··· RECORD SET

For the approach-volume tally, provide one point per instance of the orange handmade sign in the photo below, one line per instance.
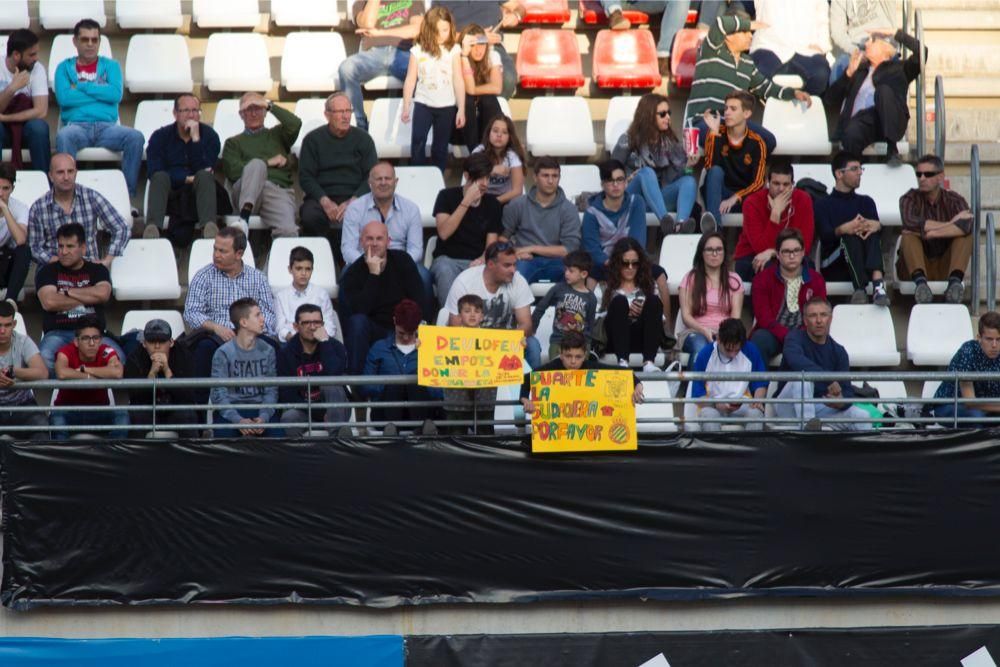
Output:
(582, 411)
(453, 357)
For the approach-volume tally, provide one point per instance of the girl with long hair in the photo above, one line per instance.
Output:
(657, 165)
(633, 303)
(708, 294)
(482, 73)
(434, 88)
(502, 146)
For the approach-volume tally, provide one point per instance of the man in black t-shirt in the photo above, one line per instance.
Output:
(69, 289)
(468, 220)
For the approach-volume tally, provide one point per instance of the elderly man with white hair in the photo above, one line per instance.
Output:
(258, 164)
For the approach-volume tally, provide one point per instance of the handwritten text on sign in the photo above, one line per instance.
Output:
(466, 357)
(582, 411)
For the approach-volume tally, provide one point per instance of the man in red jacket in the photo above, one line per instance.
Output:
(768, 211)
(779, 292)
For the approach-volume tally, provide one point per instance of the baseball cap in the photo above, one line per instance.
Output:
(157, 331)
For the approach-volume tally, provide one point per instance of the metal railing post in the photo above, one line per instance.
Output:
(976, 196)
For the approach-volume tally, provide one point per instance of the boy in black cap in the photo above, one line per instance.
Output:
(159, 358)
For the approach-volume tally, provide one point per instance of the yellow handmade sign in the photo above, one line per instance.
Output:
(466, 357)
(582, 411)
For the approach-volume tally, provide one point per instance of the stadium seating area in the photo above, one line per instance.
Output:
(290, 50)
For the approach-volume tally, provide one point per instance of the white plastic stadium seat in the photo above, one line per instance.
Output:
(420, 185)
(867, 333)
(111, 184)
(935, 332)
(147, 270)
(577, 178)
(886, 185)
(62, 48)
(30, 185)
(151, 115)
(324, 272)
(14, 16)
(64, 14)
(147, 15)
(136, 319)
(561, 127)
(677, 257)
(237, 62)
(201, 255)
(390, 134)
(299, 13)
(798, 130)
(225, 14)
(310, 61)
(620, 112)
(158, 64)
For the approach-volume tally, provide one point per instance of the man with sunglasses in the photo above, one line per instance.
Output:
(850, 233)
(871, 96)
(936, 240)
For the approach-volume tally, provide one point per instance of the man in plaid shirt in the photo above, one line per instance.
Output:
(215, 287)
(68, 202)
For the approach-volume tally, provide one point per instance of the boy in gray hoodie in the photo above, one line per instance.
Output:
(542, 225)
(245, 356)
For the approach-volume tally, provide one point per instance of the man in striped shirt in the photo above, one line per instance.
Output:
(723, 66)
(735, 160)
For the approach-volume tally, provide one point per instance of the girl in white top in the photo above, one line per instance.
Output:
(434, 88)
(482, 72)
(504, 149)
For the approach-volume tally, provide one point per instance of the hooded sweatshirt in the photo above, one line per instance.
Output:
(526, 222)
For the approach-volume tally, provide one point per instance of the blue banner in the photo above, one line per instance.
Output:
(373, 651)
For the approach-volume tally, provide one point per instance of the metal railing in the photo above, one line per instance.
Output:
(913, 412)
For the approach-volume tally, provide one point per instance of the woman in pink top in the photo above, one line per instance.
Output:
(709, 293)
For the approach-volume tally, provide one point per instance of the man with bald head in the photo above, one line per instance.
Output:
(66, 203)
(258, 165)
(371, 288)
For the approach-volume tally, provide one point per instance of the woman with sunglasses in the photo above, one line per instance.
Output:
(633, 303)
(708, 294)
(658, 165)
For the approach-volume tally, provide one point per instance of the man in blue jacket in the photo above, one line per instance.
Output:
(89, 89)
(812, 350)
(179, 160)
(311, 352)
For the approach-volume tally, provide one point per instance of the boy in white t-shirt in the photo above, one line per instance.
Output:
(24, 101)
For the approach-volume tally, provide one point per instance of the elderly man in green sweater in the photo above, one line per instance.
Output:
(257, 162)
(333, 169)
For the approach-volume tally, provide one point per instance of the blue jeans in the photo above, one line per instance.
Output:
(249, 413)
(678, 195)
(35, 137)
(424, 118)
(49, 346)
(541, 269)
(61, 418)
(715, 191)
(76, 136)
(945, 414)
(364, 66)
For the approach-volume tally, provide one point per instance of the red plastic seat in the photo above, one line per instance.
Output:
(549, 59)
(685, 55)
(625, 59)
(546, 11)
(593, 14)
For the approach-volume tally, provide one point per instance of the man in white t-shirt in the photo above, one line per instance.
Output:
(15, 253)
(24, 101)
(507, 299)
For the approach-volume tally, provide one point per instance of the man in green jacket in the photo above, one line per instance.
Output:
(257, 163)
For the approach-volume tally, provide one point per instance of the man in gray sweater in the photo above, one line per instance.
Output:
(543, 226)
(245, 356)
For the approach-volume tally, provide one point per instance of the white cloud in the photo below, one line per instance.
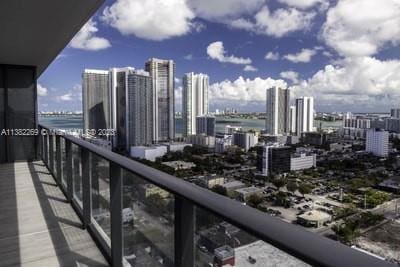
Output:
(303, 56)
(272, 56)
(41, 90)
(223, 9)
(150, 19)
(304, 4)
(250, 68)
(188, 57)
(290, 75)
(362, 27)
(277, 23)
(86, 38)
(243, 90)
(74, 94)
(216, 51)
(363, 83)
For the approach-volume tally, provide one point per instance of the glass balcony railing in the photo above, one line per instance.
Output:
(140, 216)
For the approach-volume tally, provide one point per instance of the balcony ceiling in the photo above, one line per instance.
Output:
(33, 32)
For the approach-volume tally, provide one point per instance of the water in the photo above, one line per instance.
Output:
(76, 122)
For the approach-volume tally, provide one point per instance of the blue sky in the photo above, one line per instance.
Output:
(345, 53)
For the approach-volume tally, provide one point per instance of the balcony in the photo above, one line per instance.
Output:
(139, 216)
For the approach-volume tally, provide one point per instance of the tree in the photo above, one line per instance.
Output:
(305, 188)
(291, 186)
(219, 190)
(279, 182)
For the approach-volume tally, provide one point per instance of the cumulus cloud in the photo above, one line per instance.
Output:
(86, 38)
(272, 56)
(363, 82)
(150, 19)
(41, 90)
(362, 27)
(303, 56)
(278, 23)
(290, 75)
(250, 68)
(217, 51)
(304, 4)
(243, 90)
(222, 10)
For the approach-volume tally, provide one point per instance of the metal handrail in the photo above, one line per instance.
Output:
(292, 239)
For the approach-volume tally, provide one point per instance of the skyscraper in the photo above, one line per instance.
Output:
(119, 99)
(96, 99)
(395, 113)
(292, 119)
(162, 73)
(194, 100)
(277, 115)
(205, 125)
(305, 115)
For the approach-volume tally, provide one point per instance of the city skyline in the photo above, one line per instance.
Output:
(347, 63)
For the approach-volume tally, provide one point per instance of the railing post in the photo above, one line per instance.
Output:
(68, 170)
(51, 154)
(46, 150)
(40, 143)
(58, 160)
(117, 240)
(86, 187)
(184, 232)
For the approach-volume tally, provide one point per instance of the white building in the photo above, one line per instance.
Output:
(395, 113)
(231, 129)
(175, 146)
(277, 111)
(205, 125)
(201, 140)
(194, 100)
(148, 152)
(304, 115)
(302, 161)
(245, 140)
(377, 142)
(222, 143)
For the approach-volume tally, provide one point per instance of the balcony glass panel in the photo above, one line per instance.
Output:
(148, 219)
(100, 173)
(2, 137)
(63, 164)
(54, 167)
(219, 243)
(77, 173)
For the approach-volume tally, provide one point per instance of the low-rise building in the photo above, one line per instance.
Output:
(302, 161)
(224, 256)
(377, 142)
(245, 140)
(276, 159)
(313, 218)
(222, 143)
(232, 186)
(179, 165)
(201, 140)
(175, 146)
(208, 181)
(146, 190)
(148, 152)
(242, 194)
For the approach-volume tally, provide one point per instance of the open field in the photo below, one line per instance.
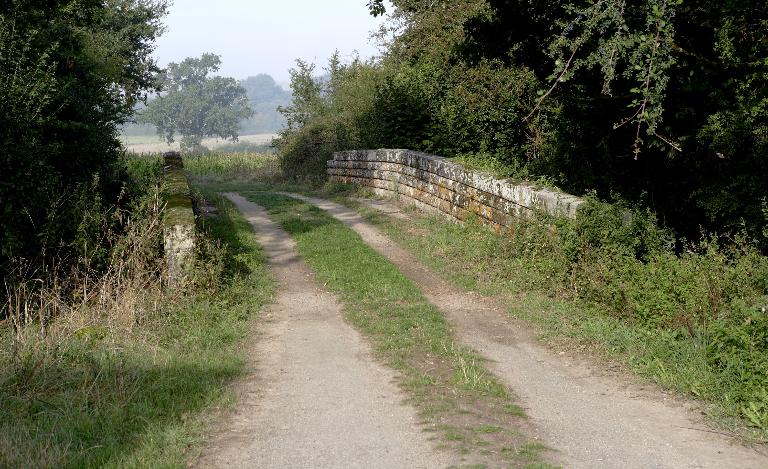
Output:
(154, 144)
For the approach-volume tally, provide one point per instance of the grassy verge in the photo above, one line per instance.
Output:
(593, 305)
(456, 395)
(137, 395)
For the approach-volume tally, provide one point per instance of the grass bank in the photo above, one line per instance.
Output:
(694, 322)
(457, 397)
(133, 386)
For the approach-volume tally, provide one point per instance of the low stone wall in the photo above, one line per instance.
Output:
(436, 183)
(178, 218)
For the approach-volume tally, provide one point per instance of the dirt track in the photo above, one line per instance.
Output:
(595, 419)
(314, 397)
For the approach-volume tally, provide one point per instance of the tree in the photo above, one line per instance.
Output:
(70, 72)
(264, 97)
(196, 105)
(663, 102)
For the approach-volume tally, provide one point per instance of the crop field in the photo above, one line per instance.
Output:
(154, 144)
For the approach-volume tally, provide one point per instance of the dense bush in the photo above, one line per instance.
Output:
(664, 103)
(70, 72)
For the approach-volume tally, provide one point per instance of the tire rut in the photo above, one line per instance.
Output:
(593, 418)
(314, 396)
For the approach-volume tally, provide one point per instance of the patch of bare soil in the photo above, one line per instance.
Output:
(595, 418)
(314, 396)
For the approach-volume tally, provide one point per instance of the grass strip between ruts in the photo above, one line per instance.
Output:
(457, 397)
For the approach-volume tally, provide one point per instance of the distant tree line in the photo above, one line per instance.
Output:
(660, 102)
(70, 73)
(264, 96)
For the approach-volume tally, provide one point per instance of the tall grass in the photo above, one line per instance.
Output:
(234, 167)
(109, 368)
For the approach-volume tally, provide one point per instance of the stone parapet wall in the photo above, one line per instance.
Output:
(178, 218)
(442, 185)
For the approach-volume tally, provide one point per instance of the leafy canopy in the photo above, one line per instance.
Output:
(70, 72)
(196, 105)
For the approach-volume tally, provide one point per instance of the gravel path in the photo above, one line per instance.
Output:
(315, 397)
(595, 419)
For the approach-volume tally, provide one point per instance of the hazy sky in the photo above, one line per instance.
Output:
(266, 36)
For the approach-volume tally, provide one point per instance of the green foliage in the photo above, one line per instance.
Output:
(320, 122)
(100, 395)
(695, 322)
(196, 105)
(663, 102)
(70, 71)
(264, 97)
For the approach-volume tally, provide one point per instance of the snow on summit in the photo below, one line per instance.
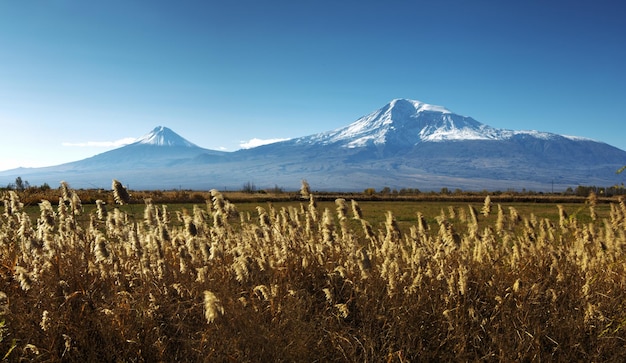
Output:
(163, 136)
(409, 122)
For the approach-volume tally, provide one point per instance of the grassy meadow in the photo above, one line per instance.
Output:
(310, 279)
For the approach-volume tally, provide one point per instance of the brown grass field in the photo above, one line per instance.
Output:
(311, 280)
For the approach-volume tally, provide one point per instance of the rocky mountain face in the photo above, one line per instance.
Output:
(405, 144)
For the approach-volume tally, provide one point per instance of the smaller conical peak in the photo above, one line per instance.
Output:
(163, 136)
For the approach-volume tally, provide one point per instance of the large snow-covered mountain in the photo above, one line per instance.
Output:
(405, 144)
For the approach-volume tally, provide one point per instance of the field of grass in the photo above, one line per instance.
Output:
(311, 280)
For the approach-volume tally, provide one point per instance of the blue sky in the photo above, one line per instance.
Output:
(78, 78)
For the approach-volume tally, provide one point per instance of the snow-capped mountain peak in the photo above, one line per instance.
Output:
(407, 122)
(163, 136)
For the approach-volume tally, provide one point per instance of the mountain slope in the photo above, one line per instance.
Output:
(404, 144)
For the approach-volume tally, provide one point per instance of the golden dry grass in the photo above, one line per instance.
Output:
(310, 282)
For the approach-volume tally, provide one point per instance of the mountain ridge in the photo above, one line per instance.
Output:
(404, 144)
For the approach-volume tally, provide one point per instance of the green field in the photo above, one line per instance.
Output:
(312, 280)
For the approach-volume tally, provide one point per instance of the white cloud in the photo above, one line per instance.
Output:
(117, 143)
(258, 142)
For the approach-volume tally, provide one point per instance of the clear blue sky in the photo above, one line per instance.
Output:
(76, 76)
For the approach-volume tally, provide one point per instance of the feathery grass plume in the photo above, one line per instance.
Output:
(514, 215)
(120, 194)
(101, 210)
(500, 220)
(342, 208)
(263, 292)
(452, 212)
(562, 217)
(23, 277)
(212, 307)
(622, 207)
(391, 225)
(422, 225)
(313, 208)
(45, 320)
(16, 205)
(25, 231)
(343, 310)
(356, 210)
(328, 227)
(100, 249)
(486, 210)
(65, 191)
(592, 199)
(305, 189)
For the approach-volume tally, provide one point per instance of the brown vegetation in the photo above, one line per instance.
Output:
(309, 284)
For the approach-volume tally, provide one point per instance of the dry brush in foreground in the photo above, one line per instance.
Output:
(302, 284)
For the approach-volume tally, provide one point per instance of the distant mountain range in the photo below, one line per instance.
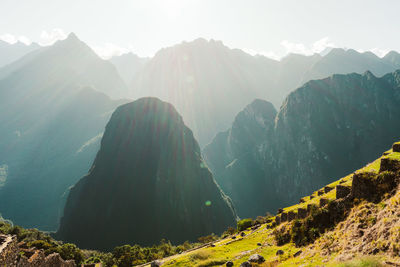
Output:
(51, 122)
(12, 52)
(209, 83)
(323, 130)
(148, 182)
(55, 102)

······

• _WHAT YOU WILL DO_: Collect every line with the string "sunglasses" from the records, and copy each.

• _ANSWER TO THIS TASK_:
For the approach-volume tally, provide one point per instance of the man with sunglasses in the photo above, one line per instance.
For the approach-volume tally, provide one point per instance of the woman with sunglasses in the photo above, one line per instance.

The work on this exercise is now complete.